## WHAT IS BEING ASKED
Below are records that must be duplicated exactly.

SUPPLIED DATA section start

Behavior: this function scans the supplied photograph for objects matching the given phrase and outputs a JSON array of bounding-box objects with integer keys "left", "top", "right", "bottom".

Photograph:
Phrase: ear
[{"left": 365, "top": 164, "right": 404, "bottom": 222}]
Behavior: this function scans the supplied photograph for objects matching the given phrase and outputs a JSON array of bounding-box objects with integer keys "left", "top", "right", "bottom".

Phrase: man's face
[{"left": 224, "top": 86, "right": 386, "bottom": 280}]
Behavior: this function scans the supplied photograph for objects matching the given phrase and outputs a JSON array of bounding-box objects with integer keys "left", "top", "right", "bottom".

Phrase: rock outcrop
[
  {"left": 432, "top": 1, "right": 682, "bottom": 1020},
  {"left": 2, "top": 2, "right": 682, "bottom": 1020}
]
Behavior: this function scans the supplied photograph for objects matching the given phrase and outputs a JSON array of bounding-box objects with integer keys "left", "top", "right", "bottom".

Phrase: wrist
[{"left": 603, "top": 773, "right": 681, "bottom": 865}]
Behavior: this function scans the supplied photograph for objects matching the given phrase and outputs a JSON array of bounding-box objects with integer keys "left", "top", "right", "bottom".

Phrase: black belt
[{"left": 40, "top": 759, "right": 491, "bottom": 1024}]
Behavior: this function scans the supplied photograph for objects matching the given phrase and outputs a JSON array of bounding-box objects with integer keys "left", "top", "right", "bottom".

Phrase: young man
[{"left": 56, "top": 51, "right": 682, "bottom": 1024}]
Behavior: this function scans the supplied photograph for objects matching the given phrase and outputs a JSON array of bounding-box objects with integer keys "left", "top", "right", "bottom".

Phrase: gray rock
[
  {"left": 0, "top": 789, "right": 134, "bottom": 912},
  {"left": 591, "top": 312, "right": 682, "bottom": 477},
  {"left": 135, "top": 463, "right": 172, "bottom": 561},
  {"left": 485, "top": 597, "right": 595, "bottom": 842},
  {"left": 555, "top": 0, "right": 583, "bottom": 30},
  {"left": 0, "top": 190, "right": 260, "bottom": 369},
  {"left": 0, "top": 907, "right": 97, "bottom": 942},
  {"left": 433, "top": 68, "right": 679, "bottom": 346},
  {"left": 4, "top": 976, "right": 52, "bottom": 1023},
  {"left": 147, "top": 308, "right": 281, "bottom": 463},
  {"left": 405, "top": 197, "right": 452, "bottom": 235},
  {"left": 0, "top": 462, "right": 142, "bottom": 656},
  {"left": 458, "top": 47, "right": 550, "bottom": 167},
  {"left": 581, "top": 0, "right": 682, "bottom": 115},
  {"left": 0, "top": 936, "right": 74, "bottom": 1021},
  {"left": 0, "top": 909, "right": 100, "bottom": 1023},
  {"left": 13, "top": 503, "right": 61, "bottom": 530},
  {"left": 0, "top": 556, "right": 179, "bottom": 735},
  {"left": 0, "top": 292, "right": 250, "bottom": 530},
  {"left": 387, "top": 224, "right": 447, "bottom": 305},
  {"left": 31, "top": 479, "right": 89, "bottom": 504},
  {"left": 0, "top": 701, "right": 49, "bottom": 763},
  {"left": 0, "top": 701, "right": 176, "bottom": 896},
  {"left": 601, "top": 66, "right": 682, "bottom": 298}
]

SUPPLIED DATA section end

## SOLUTION TO THIS TASK
Behavior: this function scans the supplied photograph for objects matching the given phrase and outputs a JSON array of bounding-box objects with integer keys "left", "top", "right", "bottom".

Photograph:
Phrase: ear
[{"left": 365, "top": 164, "right": 404, "bottom": 222}]
Behavior: this function scans the supplied photograph for objects matching the given phrase and outputs a JSON array of bounding-box objects with integer keys "left", "top", "right", "bottom".

Phrase: man's face
[{"left": 224, "top": 86, "right": 386, "bottom": 280}]
Behavior: this function scans the supplied photograph for objects matching the given phrase and outputs a JSON array of bounding-box objects with integer keys "left", "top", "right", "bottom".

Phrase: rock outcrop
[
  {"left": 432, "top": 1, "right": 682, "bottom": 1020},
  {"left": 2, "top": 2, "right": 682, "bottom": 1020}
]
Behavior: this function scans the supplied photograph for objects matching the given phrase and outputs a JSON array of bounding-box objects with integer keys "left", "top", "right", "bottom".

Phrase: wrist
[{"left": 603, "top": 773, "right": 681, "bottom": 865}]
Behavior: this function scans the supplied photograph for objects matching the given phrase and outputs a JSON array of bounding-box objects with integer keys "left", "top", "right", "bottom".

Phrase: black belt
[{"left": 40, "top": 759, "right": 491, "bottom": 1024}]
Behavior: this function scans the supplied photograph for objects matching the given phrase and outputs a JSON array of bounding-box objects with integer keys "left", "top", "right", "bottom".

Phrase: young man
[{"left": 56, "top": 51, "right": 682, "bottom": 1024}]
Behavior: this function scans the supplied photograph for objects matching the given phrase and outputs a JSON array of bounding-box objects with integer keys "left", "top", "right", "bottom".

Phrase: gray rock
[
  {"left": 0, "top": 789, "right": 134, "bottom": 912},
  {"left": 591, "top": 312, "right": 682, "bottom": 477},
  {"left": 135, "top": 463, "right": 172, "bottom": 561},
  {"left": 485, "top": 597, "right": 595, "bottom": 842},
  {"left": 555, "top": 0, "right": 583, "bottom": 30},
  {"left": 0, "top": 190, "right": 260, "bottom": 369},
  {"left": 0, "top": 907, "right": 97, "bottom": 942},
  {"left": 433, "top": 68, "right": 679, "bottom": 346},
  {"left": 4, "top": 976, "right": 52, "bottom": 1023},
  {"left": 147, "top": 308, "right": 281, "bottom": 463},
  {"left": 405, "top": 197, "right": 452, "bottom": 235},
  {"left": 0, "top": 462, "right": 142, "bottom": 656},
  {"left": 458, "top": 47, "right": 550, "bottom": 167},
  {"left": 581, "top": 0, "right": 682, "bottom": 115},
  {"left": 0, "top": 936, "right": 74, "bottom": 1021},
  {"left": 0, "top": 909, "right": 100, "bottom": 1023},
  {"left": 13, "top": 503, "right": 61, "bottom": 530},
  {"left": 0, "top": 556, "right": 179, "bottom": 735},
  {"left": 0, "top": 292, "right": 250, "bottom": 530},
  {"left": 387, "top": 224, "right": 447, "bottom": 305},
  {"left": 31, "top": 479, "right": 89, "bottom": 504},
  {"left": 0, "top": 701, "right": 49, "bottom": 763},
  {"left": 0, "top": 701, "right": 176, "bottom": 896},
  {"left": 601, "top": 66, "right": 682, "bottom": 298}
]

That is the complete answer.